| Selected excerpt |

-- Opening Marker --

Hands-On and Digital Games in the ELT Blended Classroom
The Pandemic has hit teachers hard; they had to review practices, rethink strategies and ensure students’ engagement. Now they are facing a new challenge: the blended classroom. This session focuses on the many options available when it comes to playing games in the face-to-face classroom and in the online classroom; the Web and social media are our best allies.
Teachers are aware of the importance of play and how children learn life-long skills through it. Research on this area has identified and proved that playing games is key to the development of language abilities (Holmes, 2017). Games in the classroom are fun, spark creativity, add an element of excitement and give us the chance to help our students develop speaking skills in an engaging situation (Hursen, 2016, Dewi, 2017, Łodzikowski, 2019).
Using hands-on games in the classroom provides teachers with an opportunity to revise vocabulary (Hursen, 2016), focus on language function, improve interpersonal and conversational skills, develop critical thinking and increase motivation (Dewi, 2017). Board games, card games, memory games, dice games, guessing games and realia are incredibly versatile and can be adapted to suit any linguistic goal teachers may be pursuing. In a highly digital world using traditional hands-on games can be quite revolutionary and engaging.
The Pandemic is not over and a blended learning scenario seems to be the new teaching-learning model. Teachers’ resourcefulness will continue to be put to the test and the leverage hands-on material offers should not be lost. But it needs to be reinvented. The presenter will share games which are suitable for this new reality. Attendees will leave this session with hands-on games ideas and how to easily adapt vocabulary, spelling, grammar and fluency games to suit the online classroom using the tools that the Web and social media have to offer.
Muriel Vanrell has been teaching English as a foreign language for more than 20 years in Argentina and Brazil. She is an advocate of games as a means to enhance students' speaking skills.

-- Closing Marker --

| Task to carry out |
From the session description above on games in the blended ELT classroom, copy out everything from "The Pandemic is" down to "have to offer.", word for word.

| Dataset content |
-- Opening Marker --

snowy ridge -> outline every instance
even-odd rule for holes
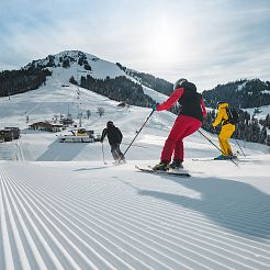
[[[207,178],[201,182],[200,178],[190,181],[154,177],[131,170],[132,165],[104,168],[105,175],[95,162],[82,167],[71,162],[64,168],[65,171],[61,165],[52,162],[45,167],[40,162],[2,166],[1,238],[5,248],[1,249],[0,266],[7,269],[270,267],[269,212],[263,214],[270,206],[269,195],[260,221],[256,222],[254,214],[259,216],[255,213],[259,207],[254,199],[258,196],[250,196],[246,205],[240,205],[243,212],[237,215],[233,207],[240,201],[223,194],[224,189],[218,192],[214,185],[220,199],[203,202],[192,188],[203,182],[207,185],[211,181]],[[105,177],[101,178],[101,173]],[[221,184],[218,179],[213,181]],[[233,180],[226,181],[234,185]],[[246,193],[245,189],[243,192]],[[203,215],[203,209],[212,212],[216,221]]]
[[[176,119],[155,112],[127,164],[112,166],[104,142],[104,165],[100,143],[60,144],[57,135],[68,131],[29,131],[25,123],[69,112],[78,124],[83,113],[82,125],[98,134],[111,120],[126,149],[151,110],[121,108],[70,85],[72,68],[56,67],[46,86],[0,98],[1,127],[22,130],[20,140],[0,144],[0,269],[270,269],[269,147],[239,142],[247,157],[238,167],[195,162],[218,155],[195,133],[184,139],[191,178],[138,172],[135,165],[158,162]]]

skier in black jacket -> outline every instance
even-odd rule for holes
[[[116,127],[112,121],[106,123],[106,127],[103,130],[100,142],[103,143],[105,136],[108,136],[109,144],[111,145],[111,153],[115,162],[125,162],[123,153],[120,150],[120,144],[123,135],[119,127]]]

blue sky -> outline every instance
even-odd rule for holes
[[[270,80],[270,0],[2,0],[0,70],[80,49],[199,89]]]

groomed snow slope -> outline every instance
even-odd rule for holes
[[[124,150],[150,113],[82,89],[78,108],[76,90],[52,78],[0,99],[1,127],[24,128],[20,140],[0,144],[0,269],[270,268],[268,148],[239,142],[248,156],[238,167],[193,161],[218,154],[194,134],[185,140],[192,177],[179,178],[135,169],[158,161],[175,120],[168,112],[154,114],[122,166],[111,164],[108,142],[104,165],[100,143],[60,144],[56,134],[25,128],[25,112],[32,123],[68,105],[74,114],[90,109],[83,125],[101,132],[114,121]]]

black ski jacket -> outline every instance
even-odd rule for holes
[[[105,136],[108,136],[109,144],[121,144],[123,135],[119,127],[114,125],[110,125],[106,128],[103,130],[102,135],[101,135],[101,142],[104,140]]]

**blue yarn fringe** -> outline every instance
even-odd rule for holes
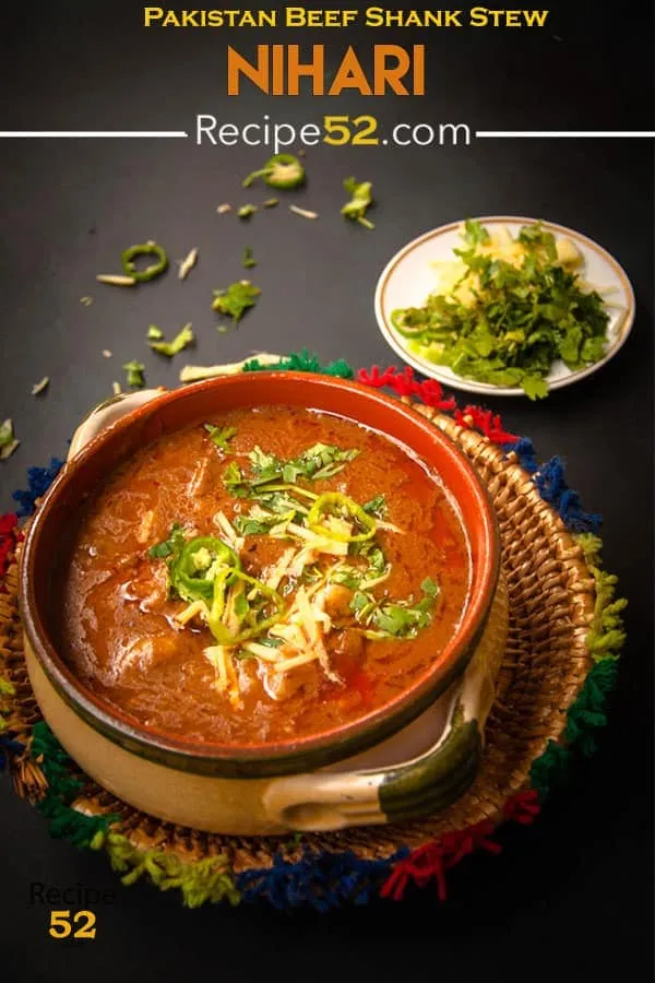
[[[582,509],[580,495],[565,483],[564,465],[559,458],[552,458],[539,467],[533,442],[527,437],[520,437],[515,443],[504,445],[503,449],[508,453],[513,451],[521,466],[535,475],[539,495],[556,509],[567,529],[571,532],[595,532],[598,529],[602,517]],[[27,489],[13,493],[13,498],[19,502],[19,516],[33,513],[36,499],[45,495],[62,464],[63,461],[52,458],[48,467],[28,470]],[[0,770],[5,759],[3,747],[11,751],[22,749],[21,745],[17,745],[17,742],[0,739]],[[243,871],[237,876],[236,886],[243,901],[266,900],[278,910],[307,904],[324,912],[338,908],[345,901],[366,904],[371,893],[377,895],[393,865],[408,854],[409,849],[403,848],[385,860],[367,861],[350,851],[314,853],[306,850],[296,863],[289,863],[282,854],[276,854],[272,867]]]
[[[524,471],[527,471],[528,474],[534,474],[539,466],[529,437],[520,437],[515,443],[503,443],[502,447],[508,453],[513,451],[516,454],[519,464]]]
[[[25,745],[12,737],[0,737],[0,773],[2,773],[8,763],[9,755],[19,755],[25,750]]]
[[[59,458],[51,458],[47,467],[29,467],[27,471],[27,488],[21,492],[14,492],[12,498],[19,502],[16,513],[23,518],[32,516],[37,498],[46,494],[60,469],[63,461]]]
[[[243,871],[236,879],[243,901],[265,900],[274,908],[308,904],[324,912],[343,902],[366,904],[378,892],[393,865],[408,856],[407,846],[384,860],[360,860],[350,851],[314,853],[305,850],[302,858],[288,863],[278,853],[267,869]]]
[[[564,479],[564,465],[559,458],[551,458],[535,475],[539,495],[558,512],[571,532],[597,532],[603,517],[585,512],[577,492],[573,492]]]

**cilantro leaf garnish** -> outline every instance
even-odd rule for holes
[[[358,453],[359,451],[354,448],[342,450],[332,445],[314,443],[297,458],[281,461],[274,454],[264,453],[261,447],[254,447],[248,454],[251,473],[243,474],[233,462],[234,466],[230,465],[226,470],[223,482],[230,493],[239,498],[261,498],[267,494],[264,486],[275,482],[295,485],[298,478],[321,481],[332,477]]]
[[[233,323],[238,324],[246,311],[254,307],[260,294],[260,288],[253,286],[249,280],[239,280],[224,291],[214,291],[212,309],[231,318]]]
[[[383,519],[386,514],[386,499],[383,495],[376,495],[370,501],[366,501],[361,508],[365,512],[368,512],[369,516],[376,516],[378,519]]]
[[[439,599],[439,585],[431,577],[426,577],[420,589],[424,596],[417,603],[412,597],[377,601],[367,591],[357,590],[350,601],[350,611],[376,638],[415,638],[421,628],[430,625]]]
[[[479,222],[466,222],[462,238],[454,252],[463,273],[452,289],[392,312],[408,351],[467,379],[521,387],[531,399],[548,394],[556,359],[575,370],[604,356],[603,298],[560,261],[551,233],[539,223],[524,226],[513,244],[520,253],[509,259],[481,249],[491,238]]]

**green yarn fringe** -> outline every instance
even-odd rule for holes
[[[295,372],[318,372],[322,376],[336,376],[338,379],[353,379],[355,372],[347,362],[337,358],[327,365],[321,365],[315,355],[310,355],[307,348],[301,352],[293,352],[281,358],[276,365],[261,365],[257,358],[251,358],[243,366],[245,372],[275,371],[275,369]]]
[[[39,721],[32,729],[31,755],[48,783],[37,808],[46,818],[51,837],[67,839],[74,846],[88,846],[98,832],[104,832],[110,822],[120,819],[115,814],[86,816],[71,808],[70,804],[82,792],[84,784],[70,771],[71,759],[45,721]]]
[[[596,588],[594,616],[587,635],[594,665],[567,713],[563,743],[549,741],[544,754],[533,761],[529,779],[540,801],[564,783],[573,749],[585,756],[595,751],[595,731],[607,724],[607,698],[617,680],[617,663],[626,641],[621,612],[628,602],[622,597],[615,600],[617,578],[600,567],[603,543],[592,533],[582,533],[575,540],[582,547]]]
[[[52,837],[63,837],[75,846],[104,848],[124,885],[135,884],[146,875],[164,891],[179,888],[188,908],[224,899],[238,903],[239,892],[226,871],[228,862],[223,854],[184,863],[177,854],[164,850],[139,850],[122,833],[110,829],[112,822],[120,821],[120,816],[86,816],[73,808],[71,803],[81,793],[83,782],[71,773],[68,754],[44,721],[34,725],[32,757],[48,782],[38,809],[47,819]]]
[[[111,867],[122,875],[122,884],[135,884],[145,875],[163,891],[179,888],[186,908],[200,908],[207,901],[212,904],[240,901],[224,854],[184,862],[165,850],[139,850],[114,830],[98,830],[90,845],[93,850],[107,851]]]

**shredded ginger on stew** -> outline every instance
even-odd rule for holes
[[[236,411],[165,436],[87,507],[63,633],[85,682],[196,741],[321,732],[439,658],[466,603],[449,495],[346,419]]]

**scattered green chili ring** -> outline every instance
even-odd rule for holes
[[[134,263],[138,256],[156,256],[157,262],[146,267],[145,270],[138,270]],[[138,283],[146,283],[148,280],[154,280],[155,276],[159,276],[168,269],[168,257],[165,250],[156,242],[130,246],[129,249],[121,252],[120,259],[128,276],[131,276]]]
[[[346,512],[360,529],[364,529],[364,532],[349,536],[323,525],[321,522],[323,516],[331,514],[334,511]],[[309,510],[307,524],[312,532],[336,540],[340,543],[362,543],[365,540],[371,540],[376,535],[377,528],[373,517],[365,512],[361,506],[358,506],[347,495],[342,495],[341,492],[326,492],[317,498]]]

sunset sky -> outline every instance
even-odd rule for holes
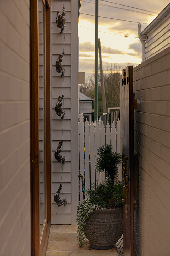
[[[98,18],[98,37],[104,69],[110,68],[111,63],[112,67],[116,63],[123,68],[127,63],[134,66],[141,63],[138,24],[141,23],[142,32],[169,2],[169,0],[99,0],[99,16],[112,18]],[[86,80],[94,70],[95,3],[95,0],[82,0],[79,22],[79,71],[85,72]]]

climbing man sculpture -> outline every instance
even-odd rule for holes
[[[57,204],[58,206],[61,206],[63,204],[65,206],[67,203],[67,200],[66,198],[64,199],[62,199],[61,200],[60,198],[60,196],[59,194],[60,192],[60,190],[62,187],[62,184],[61,183],[60,184],[60,187],[58,189],[57,192],[56,192],[54,195],[54,199],[55,202],[56,204]]]
[[[62,95],[61,98],[60,96],[59,96],[58,100],[56,103],[55,107],[55,111],[56,114],[59,117],[61,117],[61,119],[62,119],[64,117],[65,114],[65,111],[64,110],[63,110],[61,108],[61,106],[62,104],[61,102],[64,96],[64,95]]]
[[[66,13],[64,11],[65,9],[65,7],[63,7],[61,12],[58,11],[56,17],[56,23],[57,26],[59,28],[61,29],[60,33],[60,34],[62,34],[64,28],[66,27],[66,26],[65,25],[65,18],[64,17]]]
[[[56,62],[56,71],[57,73],[58,73],[59,74],[61,73],[61,77],[63,76],[65,72],[65,69],[63,68],[63,65],[61,64],[61,62],[63,60],[62,58],[65,53],[64,52],[63,52],[61,55],[61,54],[59,54],[58,55],[58,58],[57,59]]]
[[[63,164],[65,162],[65,157],[62,157],[61,155],[60,154],[61,152],[60,148],[63,143],[63,140],[62,140],[61,142],[60,141],[58,143],[58,146],[54,154],[54,156],[56,160],[59,163],[62,163],[62,164]]]

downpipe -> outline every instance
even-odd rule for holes
[[[142,39],[141,35],[141,27],[142,26],[140,23],[138,24],[138,36],[140,41],[142,43],[142,63],[144,62],[145,60],[145,42]]]

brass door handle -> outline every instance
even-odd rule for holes
[[[123,199],[122,199],[122,201],[123,203],[125,203],[126,202],[126,199],[125,198],[123,198]]]

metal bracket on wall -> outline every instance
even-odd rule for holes
[[[140,101],[139,99],[136,99],[137,100],[137,104],[142,104],[142,95],[141,95],[141,99]]]
[[[141,95],[141,99],[140,101],[139,99],[135,99],[134,93],[134,98],[133,99],[133,108],[136,109],[137,108],[137,104],[142,104],[142,95]]]

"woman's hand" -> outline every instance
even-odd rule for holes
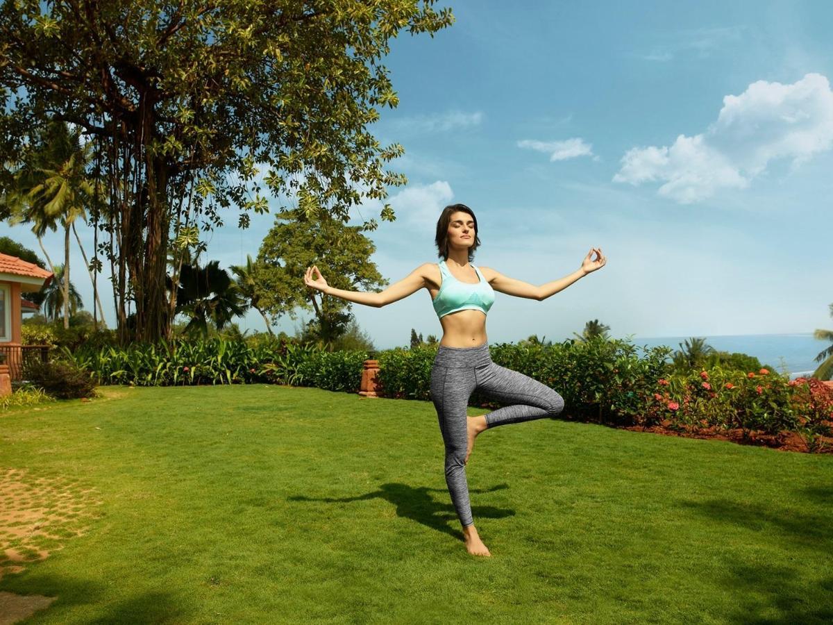
[[[596,260],[593,260],[593,252],[596,252],[598,257]],[[607,262],[607,258],[606,258],[601,253],[601,248],[591,248],[590,252],[585,257],[584,261],[581,262],[581,271],[585,274],[595,272],[596,269],[601,269]]]
[[[317,280],[312,279],[312,272],[318,274],[318,278]],[[315,265],[312,267],[307,268],[307,273],[304,274],[304,284],[306,284],[310,288],[314,288],[317,291],[321,291],[322,292],[327,292],[327,280],[324,277],[321,275],[321,272],[318,271],[318,268]]]

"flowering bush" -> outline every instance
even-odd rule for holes
[[[833,391],[818,380],[790,381],[761,368],[756,372],[692,371],[658,378],[645,398],[642,423],[739,428],[777,434],[798,432],[812,450],[819,435],[831,433]]]

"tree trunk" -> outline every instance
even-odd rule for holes
[[[69,224],[63,228],[63,329],[69,328]]]
[[[81,238],[78,236],[78,231],[75,229],[75,222],[72,222],[72,233],[75,234],[75,240],[78,242],[78,248],[81,249],[81,255],[84,258],[84,265],[87,267],[87,272],[90,276],[90,282],[92,282],[92,298],[93,298],[92,312],[93,312],[93,315],[95,314],[95,312],[96,312],[96,307],[95,307],[95,305],[98,304],[98,312],[101,314],[102,322],[103,322],[104,321],[104,309],[102,308],[102,302],[98,298],[98,292],[96,290],[96,280],[92,277],[92,272],[90,271],[90,263],[87,260],[87,252],[84,252],[84,246],[82,246],[81,244]],[[93,316],[93,321],[95,321],[95,317],[94,316]],[[97,323],[94,323],[94,326],[95,326],[95,328],[97,330],[98,329],[98,324]]]

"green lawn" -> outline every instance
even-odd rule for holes
[[[37,530],[51,538],[0,534],[52,552],[0,580],[57,596],[38,623],[833,619],[833,456],[497,428],[467,468],[492,553],[476,558],[430,402],[262,385],[102,392],[0,416],[6,483],[55,512]]]

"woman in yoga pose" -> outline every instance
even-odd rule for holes
[[[377,308],[421,288],[428,290],[443,332],[431,372],[431,397],[446,446],[446,483],[462,524],[466,548],[473,555],[490,556],[474,527],[466,481],[465,467],[475,438],[489,428],[555,416],[564,408],[561,396],[549,387],[491,362],[486,315],[495,301],[494,292],[540,302],[601,268],[607,261],[601,248],[592,248],[577,270],[540,287],[487,267],[478,268],[471,264],[480,245],[477,219],[465,204],[443,209],[436,223],[436,241],[438,256],[442,258],[438,264],[421,265],[382,292],[333,288],[315,266],[307,269],[304,283],[327,295]],[[475,390],[509,405],[468,418],[466,408]]]

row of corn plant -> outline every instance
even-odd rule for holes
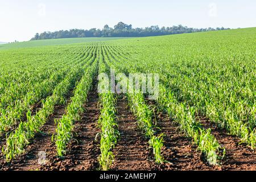
[[[109,73],[106,63],[104,60],[102,52],[100,53],[100,63],[99,72],[100,73]],[[100,116],[98,121],[98,126],[101,129],[100,150],[99,156],[100,168],[102,170],[108,170],[112,165],[114,156],[112,150],[117,143],[119,133],[118,130],[118,124],[116,119],[115,109],[117,98],[114,94],[106,88],[105,85],[108,85],[109,78],[99,80],[98,90],[100,92],[100,102],[101,105]],[[102,88],[101,88],[102,86]]]
[[[88,56],[88,53],[89,52],[85,57]],[[79,64],[83,59],[79,57],[77,60],[76,58],[74,58],[74,63],[72,63],[68,60],[69,63],[67,65],[64,64],[63,68],[54,72],[49,79],[42,82],[36,83],[33,89],[31,89],[31,91],[27,93],[24,99],[17,101],[14,106],[10,105],[5,110],[2,110],[0,117],[0,134],[11,129],[20,119],[22,119],[26,112],[33,105],[52,94],[56,85],[66,76],[71,64]]]
[[[52,96],[42,101],[42,108],[35,115],[31,112],[27,113],[27,122],[20,122],[17,129],[7,137],[6,145],[3,146],[2,152],[7,162],[10,162],[17,155],[24,154],[25,148],[30,143],[31,139],[36,132],[47,122],[47,118],[53,113],[54,107],[57,104],[64,104],[71,90],[84,74],[85,69],[94,61],[83,62],[71,68],[68,76],[56,86]]]
[[[5,80],[6,82],[9,82],[10,84],[3,90],[0,97],[0,113],[4,112],[6,107],[9,107],[10,110],[22,102],[26,99],[27,93],[31,91],[31,88],[36,86],[37,84],[50,78],[53,72],[57,71],[64,68],[66,64],[70,64],[69,59],[78,56],[80,53],[77,51],[82,50],[79,48],[75,52],[63,54],[60,56],[56,53],[51,56],[46,56],[47,58],[42,57],[40,59],[43,59],[40,61],[43,61],[43,65],[40,61],[35,61],[37,64],[27,67],[29,68],[28,70],[25,69],[24,71],[22,69],[21,71],[19,70],[11,72],[11,75],[8,75],[10,78]],[[34,56],[33,58],[28,57],[29,59],[33,59],[33,60],[36,59]],[[52,60],[55,60],[55,63],[53,63]],[[19,67],[21,69],[22,66],[19,65]]]
[[[111,56],[109,55],[109,54],[111,55],[111,51],[108,49],[108,47],[106,47],[106,49],[104,48],[104,55],[110,61],[109,64],[112,65],[112,68],[118,69],[118,67],[113,65],[113,63],[114,60],[111,60],[110,57]],[[113,59],[113,57],[112,58]],[[121,71],[118,70],[118,71],[120,72]],[[126,74],[128,73],[126,73]],[[127,85],[123,86],[127,86]],[[160,134],[158,136],[156,135],[156,131],[154,130],[155,126],[153,124],[152,119],[152,111],[146,103],[143,94],[139,90],[133,91],[133,93],[129,92],[126,94],[131,111],[137,119],[138,126],[143,131],[145,136],[150,139],[149,144],[153,148],[156,163],[163,163],[164,159],[161,154],[164,145],[163,134]]]
[[[57,154],[59,156],[66,155],[67,146],[72,137],[73,123],[80,121],[81,114],[85,111],[84,105],[96,76],[97,69],[97,61],[87,68],[86,73],[76,86],[74,96],[71,98],[71,102],[66,109],[66,114],[61,119],[56,121],[57,123],[56,134],[53,136],[55,141]]]
[[[124,63],[127,63],[127,61],[123,57],[115,55],[115,52],[111,52],[112,56],[115,56],[115,59],[123,60],[119,67],[121,68],[123,67],[125,65]],[[130,64],[126,64],[126,68],[124,69],[129,71],[130,72],[136,72],[138,71],[137,68],[133,68],[133,68],[134,67]],[[220,163],[220,159],[225,155],[225,150],[220,146],[215,137],[210,134],[210,129],[203,129],[200,123],[196,121],[193,107],[188,107],[185,103],[179,103],[174,97],[169,97],[171,92],[169,93],[166,91],[167,90],[163,89],[162,85],[158,99],[158,102],[161,108],[171,114],[170,116],[179,125],[181,131],[193,139],[195,143],[197,146],[197,149],[205,154],[206,159],[210,164],[216,165]],[[131,94],[131,96],[134,97],[134,95]],[[141,97],[142,97],[143,96]],[[139,96],[138,97],[139,98]],[[134,102],[136,102],[137,100],[139,100],[139,98],[136,98]],[[166,104],[166,102],[167,103]],[[137,105],[138,104],[137,104]],[[135,105],[135,106],[137,105]],[[175,107],[174,107],[174,106]],[[175,110],[170,110],[172,108],[175,108]],[[141,114],[145,114],[145,113],[142,113]]]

-- Closing Marker --

| The completed task |
The Pandemic is not over and a blended learning scenario seems to be the new teaching-learning model. Teachers’ resourcefulness will continue to be put to the test and the leverage hands-on material offers should not be lost. But it needs to be reinvented. The presenter will share games which are suitable for this new reality. Attendees will leave this session with hands-on games ideas and how to easily adapt vocabulary, spelling, grammar and fluency games to suit the online classroom using the tools that the Web and social media have to offer.